:: RECORD EXTRACTS ::

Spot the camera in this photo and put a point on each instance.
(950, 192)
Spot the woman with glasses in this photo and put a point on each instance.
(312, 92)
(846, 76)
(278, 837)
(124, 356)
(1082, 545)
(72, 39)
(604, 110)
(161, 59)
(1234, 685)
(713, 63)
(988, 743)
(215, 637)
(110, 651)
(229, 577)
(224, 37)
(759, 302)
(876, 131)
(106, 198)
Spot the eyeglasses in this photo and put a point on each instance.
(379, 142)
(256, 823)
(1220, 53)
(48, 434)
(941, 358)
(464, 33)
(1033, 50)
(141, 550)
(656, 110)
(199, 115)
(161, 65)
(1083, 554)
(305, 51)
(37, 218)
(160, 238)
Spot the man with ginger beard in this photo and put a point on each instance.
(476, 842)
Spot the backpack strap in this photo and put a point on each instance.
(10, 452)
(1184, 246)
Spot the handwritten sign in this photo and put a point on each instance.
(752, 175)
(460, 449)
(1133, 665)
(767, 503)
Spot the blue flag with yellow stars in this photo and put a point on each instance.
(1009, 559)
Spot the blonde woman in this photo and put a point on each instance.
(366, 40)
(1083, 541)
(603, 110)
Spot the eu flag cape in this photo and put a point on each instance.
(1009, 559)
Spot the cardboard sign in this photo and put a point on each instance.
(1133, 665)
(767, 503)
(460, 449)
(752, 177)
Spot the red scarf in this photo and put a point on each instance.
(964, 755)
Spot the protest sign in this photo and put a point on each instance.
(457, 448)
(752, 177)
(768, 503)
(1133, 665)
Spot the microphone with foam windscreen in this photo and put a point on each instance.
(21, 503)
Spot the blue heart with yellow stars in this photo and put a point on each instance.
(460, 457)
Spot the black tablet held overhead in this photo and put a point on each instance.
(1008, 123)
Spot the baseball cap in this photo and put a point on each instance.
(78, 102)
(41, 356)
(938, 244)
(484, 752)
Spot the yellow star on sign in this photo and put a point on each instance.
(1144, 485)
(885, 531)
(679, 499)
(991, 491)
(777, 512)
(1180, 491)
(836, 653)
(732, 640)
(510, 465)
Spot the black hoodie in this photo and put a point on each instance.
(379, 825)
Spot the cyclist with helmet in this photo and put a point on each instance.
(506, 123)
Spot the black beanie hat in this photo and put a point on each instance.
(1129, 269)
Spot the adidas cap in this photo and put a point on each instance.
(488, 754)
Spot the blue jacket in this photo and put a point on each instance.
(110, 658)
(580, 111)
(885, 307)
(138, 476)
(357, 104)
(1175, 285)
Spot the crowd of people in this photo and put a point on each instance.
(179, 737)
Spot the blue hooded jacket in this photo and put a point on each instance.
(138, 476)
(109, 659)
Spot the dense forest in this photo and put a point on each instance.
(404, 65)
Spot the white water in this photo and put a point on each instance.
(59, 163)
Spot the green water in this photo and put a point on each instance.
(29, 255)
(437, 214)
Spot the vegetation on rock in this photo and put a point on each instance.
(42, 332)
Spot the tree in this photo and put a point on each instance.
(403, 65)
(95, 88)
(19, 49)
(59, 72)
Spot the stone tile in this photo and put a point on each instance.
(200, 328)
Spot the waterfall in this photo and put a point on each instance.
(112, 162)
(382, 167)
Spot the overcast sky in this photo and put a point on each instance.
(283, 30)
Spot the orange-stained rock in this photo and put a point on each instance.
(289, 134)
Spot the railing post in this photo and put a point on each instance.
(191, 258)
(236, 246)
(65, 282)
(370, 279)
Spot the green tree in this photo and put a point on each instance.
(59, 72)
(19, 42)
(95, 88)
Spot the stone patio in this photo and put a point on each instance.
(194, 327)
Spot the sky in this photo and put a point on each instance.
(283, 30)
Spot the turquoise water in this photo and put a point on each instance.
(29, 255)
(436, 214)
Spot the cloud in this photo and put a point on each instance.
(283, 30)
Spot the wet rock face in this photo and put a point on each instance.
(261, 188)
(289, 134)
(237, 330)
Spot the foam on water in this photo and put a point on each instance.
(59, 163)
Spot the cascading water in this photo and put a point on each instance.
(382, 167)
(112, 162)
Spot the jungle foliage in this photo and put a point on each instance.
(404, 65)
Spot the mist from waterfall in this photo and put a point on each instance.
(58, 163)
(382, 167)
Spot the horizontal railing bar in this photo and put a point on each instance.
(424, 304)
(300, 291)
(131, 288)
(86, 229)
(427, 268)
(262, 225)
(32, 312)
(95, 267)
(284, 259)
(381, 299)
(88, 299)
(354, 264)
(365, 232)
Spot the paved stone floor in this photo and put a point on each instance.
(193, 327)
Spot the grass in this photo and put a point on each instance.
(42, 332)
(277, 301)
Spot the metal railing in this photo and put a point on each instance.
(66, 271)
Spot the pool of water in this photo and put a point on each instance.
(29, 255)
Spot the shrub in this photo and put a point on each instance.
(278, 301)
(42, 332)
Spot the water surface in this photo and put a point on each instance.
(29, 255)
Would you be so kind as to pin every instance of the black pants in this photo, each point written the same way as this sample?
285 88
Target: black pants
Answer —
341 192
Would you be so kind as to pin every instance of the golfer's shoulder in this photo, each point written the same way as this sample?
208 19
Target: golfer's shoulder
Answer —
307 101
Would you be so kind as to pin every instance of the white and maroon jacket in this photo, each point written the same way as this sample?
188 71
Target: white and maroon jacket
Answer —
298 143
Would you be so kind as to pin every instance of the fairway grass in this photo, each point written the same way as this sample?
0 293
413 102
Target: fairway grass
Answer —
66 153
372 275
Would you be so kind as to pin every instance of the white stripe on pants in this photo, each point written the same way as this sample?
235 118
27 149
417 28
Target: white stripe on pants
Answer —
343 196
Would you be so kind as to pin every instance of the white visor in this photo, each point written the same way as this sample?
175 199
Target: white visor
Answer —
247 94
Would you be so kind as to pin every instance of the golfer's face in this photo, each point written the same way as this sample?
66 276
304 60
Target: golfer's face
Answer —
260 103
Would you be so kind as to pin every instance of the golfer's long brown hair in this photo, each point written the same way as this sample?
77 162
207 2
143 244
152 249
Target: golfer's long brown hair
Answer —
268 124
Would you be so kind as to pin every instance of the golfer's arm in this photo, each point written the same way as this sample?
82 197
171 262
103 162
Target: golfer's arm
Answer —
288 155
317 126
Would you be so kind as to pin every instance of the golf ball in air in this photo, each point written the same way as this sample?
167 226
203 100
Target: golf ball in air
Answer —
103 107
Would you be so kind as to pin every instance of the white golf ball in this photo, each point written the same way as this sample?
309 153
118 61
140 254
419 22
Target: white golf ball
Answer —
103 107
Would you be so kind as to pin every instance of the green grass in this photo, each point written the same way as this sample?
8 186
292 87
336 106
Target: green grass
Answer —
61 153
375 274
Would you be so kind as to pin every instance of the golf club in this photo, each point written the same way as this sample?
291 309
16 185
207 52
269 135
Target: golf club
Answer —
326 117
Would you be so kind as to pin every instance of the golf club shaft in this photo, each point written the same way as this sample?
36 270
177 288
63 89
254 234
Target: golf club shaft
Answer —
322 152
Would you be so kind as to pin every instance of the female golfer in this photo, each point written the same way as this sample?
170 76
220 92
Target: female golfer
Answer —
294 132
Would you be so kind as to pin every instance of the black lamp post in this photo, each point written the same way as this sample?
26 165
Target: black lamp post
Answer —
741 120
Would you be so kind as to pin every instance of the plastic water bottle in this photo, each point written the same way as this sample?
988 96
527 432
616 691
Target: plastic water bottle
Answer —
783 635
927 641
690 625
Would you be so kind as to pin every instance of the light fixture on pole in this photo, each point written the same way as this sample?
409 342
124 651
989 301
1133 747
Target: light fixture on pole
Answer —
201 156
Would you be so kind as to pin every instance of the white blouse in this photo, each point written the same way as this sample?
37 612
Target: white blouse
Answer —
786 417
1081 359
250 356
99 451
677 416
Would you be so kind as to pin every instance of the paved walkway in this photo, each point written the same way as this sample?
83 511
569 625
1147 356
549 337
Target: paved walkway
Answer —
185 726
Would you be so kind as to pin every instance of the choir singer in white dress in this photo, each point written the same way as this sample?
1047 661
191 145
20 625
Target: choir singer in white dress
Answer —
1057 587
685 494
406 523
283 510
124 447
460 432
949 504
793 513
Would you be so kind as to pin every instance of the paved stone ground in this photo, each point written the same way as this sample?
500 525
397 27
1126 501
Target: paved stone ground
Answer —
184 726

:::

INSTRUCTIONS FOR THE TASK: The lines from the one containing "stone ground in" through the final line of the entries above are to be printed exactly, with nothing added.

WRITTEN ANSWER:
Would you be so kind as to pin every instance of the paved stone ground in this photo, each point written the same way as this sample?
500 525
397 27
1126 501
Target: paved stone ground
Answer —
184 726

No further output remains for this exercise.